━━ Records for this exercise

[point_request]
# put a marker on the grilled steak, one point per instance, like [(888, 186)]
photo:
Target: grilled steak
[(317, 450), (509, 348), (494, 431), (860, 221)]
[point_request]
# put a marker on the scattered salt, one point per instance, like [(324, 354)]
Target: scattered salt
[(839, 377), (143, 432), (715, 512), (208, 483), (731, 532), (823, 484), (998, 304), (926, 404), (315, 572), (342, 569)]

━━━━

What is needed: Please update the entries above by replacing "put a marker on" with "place a dot on" wherever it appears, leaving everything else unchanged.

Written response:
[point_request]
# place a dot on the grilled steak, one point per instance, like [(888, 186)]
photo:
Target: grilled steak
[(317, 450), (509, 348), (494, 431), (860, 221)]
[point_request]
# place a dot on the scattered salt, one point per instance, like [(324, 354)]
Target: scattered salt
[(839, 377), (143, 432), (715, 512), (208, 483), (731, 532), (823, 484), (998, 304), (926, 404), (315, 572), (342, 569)]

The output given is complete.